Goal of the exercise: Collect every line of the material below that contains the string "surfer".

- - -

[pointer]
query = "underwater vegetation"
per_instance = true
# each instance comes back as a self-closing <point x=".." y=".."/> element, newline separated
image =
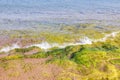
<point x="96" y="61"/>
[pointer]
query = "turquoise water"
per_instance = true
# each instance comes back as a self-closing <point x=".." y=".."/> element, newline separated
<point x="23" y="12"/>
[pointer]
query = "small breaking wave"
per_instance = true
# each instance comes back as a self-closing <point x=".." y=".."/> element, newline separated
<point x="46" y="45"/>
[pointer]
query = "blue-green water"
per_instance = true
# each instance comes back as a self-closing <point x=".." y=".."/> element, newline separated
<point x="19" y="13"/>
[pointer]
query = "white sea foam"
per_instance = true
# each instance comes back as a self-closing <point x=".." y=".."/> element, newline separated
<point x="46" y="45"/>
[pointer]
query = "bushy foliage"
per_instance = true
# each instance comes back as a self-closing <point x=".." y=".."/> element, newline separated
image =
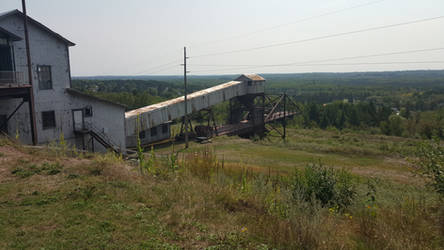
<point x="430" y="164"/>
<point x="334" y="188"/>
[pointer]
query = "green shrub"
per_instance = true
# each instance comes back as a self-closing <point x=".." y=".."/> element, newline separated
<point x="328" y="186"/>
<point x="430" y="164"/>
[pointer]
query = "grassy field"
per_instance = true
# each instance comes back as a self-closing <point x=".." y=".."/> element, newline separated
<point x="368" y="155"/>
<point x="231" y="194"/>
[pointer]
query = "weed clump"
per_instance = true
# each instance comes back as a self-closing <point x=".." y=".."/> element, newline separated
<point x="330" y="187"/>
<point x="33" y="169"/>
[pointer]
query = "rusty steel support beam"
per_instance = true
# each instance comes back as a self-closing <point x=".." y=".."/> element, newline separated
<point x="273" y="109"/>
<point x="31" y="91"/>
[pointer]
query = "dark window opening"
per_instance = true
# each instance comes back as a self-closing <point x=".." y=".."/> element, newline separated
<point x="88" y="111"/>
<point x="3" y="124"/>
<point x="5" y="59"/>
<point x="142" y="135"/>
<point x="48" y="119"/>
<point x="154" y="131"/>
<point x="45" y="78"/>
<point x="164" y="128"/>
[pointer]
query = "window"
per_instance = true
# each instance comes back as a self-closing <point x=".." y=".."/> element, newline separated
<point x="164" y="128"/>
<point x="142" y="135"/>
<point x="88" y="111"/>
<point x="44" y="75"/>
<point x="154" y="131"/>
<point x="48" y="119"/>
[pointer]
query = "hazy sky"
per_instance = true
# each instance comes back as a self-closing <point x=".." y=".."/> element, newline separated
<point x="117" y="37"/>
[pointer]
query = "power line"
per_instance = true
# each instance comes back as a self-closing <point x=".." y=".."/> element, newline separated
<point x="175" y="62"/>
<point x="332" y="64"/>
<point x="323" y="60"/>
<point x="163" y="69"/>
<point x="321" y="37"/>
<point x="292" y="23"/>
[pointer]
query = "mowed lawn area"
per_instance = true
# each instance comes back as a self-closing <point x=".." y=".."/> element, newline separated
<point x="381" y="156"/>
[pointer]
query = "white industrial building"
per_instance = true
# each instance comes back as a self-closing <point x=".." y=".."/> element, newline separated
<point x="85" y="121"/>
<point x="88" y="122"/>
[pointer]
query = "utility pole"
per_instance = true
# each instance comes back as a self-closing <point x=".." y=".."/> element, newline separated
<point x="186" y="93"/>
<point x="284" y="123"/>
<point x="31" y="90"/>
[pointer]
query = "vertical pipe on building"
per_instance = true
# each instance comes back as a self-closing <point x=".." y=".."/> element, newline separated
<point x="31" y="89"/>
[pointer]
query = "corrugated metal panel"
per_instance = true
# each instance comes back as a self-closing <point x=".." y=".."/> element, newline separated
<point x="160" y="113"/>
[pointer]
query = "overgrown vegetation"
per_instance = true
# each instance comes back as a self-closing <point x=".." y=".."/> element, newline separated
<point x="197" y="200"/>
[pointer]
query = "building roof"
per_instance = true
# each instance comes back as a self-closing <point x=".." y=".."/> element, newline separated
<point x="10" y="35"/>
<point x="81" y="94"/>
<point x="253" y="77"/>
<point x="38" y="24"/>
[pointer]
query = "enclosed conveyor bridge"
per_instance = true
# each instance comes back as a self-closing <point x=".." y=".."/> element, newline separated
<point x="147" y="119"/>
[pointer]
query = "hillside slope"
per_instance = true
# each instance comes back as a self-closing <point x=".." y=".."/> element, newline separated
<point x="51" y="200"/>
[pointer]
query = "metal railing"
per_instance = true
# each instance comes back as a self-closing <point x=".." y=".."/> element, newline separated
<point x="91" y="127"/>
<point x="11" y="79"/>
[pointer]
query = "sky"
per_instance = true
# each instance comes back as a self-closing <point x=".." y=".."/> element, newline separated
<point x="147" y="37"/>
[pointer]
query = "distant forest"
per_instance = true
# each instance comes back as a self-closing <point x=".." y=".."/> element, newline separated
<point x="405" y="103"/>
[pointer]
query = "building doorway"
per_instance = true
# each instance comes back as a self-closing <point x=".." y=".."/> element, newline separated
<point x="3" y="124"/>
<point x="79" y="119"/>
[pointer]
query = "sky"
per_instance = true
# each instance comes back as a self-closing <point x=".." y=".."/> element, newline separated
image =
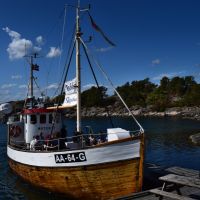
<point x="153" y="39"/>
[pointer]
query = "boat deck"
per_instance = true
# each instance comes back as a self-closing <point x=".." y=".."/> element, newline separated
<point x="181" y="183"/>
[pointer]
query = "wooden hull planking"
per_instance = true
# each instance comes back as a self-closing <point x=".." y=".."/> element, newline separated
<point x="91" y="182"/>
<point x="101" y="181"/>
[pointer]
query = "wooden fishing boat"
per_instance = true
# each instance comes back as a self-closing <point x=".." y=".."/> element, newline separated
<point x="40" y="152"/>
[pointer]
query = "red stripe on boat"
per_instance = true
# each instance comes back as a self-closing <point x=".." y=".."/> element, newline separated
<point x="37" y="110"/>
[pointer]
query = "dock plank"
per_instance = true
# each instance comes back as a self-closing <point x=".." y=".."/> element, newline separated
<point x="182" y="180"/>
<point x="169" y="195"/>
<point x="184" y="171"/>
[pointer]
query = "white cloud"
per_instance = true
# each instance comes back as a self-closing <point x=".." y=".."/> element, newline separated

- - -

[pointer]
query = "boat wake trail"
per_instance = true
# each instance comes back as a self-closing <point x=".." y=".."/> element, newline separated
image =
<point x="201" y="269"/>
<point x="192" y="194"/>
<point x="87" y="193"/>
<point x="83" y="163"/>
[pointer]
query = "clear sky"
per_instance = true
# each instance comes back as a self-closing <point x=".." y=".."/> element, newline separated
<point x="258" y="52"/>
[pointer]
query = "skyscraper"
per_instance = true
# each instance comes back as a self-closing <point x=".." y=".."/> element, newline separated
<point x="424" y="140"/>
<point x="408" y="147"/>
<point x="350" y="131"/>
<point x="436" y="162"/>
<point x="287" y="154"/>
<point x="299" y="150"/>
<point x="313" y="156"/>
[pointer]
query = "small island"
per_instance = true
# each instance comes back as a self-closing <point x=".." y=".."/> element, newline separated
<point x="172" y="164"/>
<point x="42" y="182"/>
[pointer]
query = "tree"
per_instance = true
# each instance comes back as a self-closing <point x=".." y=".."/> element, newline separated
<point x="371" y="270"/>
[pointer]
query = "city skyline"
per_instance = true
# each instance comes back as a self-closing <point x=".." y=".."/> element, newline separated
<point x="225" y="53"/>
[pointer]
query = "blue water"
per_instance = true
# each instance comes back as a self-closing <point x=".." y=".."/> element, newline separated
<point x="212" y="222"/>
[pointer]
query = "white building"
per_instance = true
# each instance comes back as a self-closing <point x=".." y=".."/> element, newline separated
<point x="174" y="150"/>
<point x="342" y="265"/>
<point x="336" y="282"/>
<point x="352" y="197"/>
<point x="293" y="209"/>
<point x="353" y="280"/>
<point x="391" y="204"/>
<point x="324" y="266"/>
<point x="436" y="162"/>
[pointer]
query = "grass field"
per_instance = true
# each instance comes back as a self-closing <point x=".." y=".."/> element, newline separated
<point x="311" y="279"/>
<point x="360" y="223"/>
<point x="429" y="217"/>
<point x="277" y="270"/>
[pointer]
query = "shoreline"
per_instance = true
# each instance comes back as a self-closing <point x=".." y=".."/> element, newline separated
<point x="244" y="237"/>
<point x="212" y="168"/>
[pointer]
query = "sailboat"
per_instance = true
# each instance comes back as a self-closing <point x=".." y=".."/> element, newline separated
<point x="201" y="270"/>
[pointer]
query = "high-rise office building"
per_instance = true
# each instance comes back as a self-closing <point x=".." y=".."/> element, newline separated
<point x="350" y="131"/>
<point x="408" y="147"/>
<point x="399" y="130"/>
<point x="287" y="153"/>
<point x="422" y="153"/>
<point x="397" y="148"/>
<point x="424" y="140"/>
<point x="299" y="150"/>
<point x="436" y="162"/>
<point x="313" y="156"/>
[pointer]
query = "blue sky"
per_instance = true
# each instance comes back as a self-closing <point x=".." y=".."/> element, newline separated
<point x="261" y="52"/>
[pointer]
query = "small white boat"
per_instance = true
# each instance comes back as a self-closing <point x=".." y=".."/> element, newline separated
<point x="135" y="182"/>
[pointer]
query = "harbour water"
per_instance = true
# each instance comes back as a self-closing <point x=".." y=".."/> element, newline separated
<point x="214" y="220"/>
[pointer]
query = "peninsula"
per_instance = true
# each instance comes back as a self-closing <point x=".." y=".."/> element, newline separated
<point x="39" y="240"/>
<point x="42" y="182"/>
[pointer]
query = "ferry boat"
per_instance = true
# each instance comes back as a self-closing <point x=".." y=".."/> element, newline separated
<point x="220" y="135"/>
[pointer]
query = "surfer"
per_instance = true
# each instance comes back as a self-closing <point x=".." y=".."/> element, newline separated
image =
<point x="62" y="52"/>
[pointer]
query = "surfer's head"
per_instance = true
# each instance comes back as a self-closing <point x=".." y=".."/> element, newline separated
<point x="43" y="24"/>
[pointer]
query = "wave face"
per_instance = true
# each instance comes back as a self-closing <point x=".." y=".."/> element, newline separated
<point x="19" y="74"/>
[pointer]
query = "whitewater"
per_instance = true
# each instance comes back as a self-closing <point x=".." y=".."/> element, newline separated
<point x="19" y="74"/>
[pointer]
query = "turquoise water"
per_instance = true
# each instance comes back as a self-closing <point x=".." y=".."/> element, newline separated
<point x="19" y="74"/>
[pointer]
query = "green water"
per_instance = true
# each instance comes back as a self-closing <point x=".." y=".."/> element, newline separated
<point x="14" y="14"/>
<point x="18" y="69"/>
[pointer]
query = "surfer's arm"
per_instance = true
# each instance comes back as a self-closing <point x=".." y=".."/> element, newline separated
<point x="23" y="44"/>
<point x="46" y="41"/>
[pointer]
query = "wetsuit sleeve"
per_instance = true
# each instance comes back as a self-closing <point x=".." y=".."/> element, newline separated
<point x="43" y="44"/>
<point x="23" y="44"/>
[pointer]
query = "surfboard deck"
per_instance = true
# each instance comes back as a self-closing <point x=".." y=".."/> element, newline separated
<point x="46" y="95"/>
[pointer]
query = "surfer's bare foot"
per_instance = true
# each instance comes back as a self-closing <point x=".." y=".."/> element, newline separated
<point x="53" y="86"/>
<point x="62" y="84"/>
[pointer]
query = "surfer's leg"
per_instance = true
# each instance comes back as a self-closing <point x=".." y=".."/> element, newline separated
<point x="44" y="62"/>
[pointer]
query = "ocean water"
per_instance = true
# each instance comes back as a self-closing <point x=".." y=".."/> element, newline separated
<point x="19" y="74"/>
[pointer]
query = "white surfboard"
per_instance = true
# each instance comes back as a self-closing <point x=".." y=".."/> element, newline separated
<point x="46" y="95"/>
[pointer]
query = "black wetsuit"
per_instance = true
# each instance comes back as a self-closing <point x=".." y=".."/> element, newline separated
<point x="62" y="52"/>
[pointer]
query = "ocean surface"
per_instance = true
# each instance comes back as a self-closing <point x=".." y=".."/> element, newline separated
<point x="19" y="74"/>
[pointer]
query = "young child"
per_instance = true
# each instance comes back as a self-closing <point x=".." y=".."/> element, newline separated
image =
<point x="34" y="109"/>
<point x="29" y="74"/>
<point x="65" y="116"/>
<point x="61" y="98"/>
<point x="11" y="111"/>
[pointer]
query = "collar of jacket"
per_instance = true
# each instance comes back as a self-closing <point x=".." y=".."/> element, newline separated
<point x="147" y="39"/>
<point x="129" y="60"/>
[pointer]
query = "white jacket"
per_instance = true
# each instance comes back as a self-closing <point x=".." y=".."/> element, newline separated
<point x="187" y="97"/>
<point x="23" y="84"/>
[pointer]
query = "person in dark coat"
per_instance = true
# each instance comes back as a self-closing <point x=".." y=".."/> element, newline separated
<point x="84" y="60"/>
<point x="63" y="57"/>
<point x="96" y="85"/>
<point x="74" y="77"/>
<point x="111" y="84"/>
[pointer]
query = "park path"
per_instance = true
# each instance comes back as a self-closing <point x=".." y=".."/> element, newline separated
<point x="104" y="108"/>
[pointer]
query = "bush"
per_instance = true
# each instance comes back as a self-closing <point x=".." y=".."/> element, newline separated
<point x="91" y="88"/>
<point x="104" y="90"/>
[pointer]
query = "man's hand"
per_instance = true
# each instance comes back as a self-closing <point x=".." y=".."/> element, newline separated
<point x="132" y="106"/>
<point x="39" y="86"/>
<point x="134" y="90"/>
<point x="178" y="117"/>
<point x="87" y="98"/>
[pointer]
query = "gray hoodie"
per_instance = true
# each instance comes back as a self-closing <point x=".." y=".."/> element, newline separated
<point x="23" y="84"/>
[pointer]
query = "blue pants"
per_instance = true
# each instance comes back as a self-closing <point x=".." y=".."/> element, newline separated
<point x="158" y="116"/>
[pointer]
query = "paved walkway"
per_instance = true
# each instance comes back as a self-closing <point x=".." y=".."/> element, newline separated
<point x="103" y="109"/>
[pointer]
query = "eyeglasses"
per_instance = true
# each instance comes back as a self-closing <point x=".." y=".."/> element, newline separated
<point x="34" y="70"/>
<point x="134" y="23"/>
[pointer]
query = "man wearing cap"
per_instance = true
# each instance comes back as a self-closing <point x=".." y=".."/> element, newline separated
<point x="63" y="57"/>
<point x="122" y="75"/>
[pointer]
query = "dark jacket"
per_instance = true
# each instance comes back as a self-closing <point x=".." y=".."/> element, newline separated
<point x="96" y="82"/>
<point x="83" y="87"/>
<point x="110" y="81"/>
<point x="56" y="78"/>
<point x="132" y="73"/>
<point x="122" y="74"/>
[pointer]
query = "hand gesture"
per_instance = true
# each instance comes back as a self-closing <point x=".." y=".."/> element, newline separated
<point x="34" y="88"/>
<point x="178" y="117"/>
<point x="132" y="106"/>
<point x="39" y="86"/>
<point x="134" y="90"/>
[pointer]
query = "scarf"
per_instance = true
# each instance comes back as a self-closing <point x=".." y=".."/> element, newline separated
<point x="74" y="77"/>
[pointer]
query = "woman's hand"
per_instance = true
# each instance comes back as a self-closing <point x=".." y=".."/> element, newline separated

- - -

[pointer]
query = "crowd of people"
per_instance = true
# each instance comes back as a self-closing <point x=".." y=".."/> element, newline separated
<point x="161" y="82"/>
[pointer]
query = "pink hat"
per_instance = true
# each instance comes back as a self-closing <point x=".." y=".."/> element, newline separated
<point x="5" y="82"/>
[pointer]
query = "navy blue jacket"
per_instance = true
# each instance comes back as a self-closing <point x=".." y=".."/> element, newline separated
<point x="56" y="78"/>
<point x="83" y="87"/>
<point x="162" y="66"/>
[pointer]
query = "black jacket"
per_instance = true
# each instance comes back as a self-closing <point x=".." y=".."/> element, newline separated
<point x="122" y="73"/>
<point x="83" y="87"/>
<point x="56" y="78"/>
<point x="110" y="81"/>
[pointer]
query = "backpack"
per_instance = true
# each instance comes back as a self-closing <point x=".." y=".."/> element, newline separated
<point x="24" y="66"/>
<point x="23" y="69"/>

- - -

The reply:
query = "surfer"
query = "surfer's head"
query = "surfer's arm"
query = "surfer's bare foot"
query = "surfer's leg"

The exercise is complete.